# Selected extract:
##############################
If you'll indulge me two parts of my history come to this moment.
After graduation from college I attended law school for one year; it was not for me so I joined the Army and soon I was a platoon leader in Vietnam. But I recall those legal meanderings of my 20's to say that before I left that post graduate venture the two courses I most enjoyed were Contracts and Property Law. I'm not making any statement on being knowledgeable now but that experience made me have wise and cautious eyes whenever such circumstances arose. Lease arrangements and tenancy are terms I know and respect; we spent many late hours together. "They" disposed me, at first, towards Trinity's position in this argument. But I am also aware of the discretion available to a primary lease holder.
The second part is when I returned to my hometown, New York, after having served churches in Virginia. I was in post graduate study at Union Seminary--using up my veterans benefits. I was the priest at a small parish which could only offer housing to me and my family. I needed another job and the church placement service noted openings at Trinity Church Cemetery and Mausoleums. Since I was a member of the St. Francis Burial Society--a non profit which offers guidance on death and dying--I thought this was a good fit. The position turned out to be a salesman to sell niches in the new columbarium Trinity had built on its cemetery property in upper Manhattan. We needed food money so I took the job. The Church had blundered into this industry as a novice hiring a slick character who recently had sold time shares in Florida as the head salesman. Soon things got very commercial, even cynical, under this guy's authority.
Attempts were made to market the niches to gay and lesbian couples (this was 1980) who sought the dignity--which they couldn't get in life--of being buried together. It was the rector, Robert Parks, who was outraged--not for the outreach to the gay community--but for the way it was pandered to. He fired the guy; I was never so proud to be an Episcopal priest. I remember that he said, "that's just not the way this parish is; I think spirited outreach to homosexual brothers and sisters is definitely who we are but re-characterizing them as a commodity is an indignity we will not do." The outreach to the gay community continued but now it wasn't done in a whispered, off-the-record way. That was the kind of Trinity Parish I knew. The Stonewall Riots were a decade before and rocky days were ahead for the Episcopal Church on the subject of gay ordination but I always thought this parish had led the way.
##############################
# Raw data:
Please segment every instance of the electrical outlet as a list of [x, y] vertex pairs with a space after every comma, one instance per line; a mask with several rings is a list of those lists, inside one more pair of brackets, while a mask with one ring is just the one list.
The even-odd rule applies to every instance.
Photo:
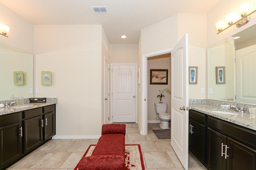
##############################
# Requirement 1:
In the Trinity Church recollection, who fired the head salesman?
# Requirement 2:
List every geographic place name (country, state, city or borough) mentioned in the Trinity Church recollection.
# Requirement 3:
Quote everything in the Trinity Church recollection from "If you'll indulge" down to "primary lease holder.".

# Worked solution 1:
The rector, Robert Parks.

# Worked solution 2:
Vietnam, New York, Virginia, Manhattan, Florida

# Worked solution 3:
If you'll indulge me two parts of my history come to this moment.
After graduation from college I attended law school for one year; it was not for me so I joined the Army and soon I was a platoon leader in Vietnam. But I recall those legal meanderings of my 20's to say that before I left that post graduate venture the two courses I most enjoyed were Contracts and Property Law. I'm not making any statement on being knowledgeable now but that experience made me have wise and cautious eyes whenever such circumstances arose. Lease arrangements and tenancy are terms I know and respect; we spent many late hours together. "They" disposed me, at first, towards Trinity's position in this argument. But I am also aware of the discretion available to a primary lease holder.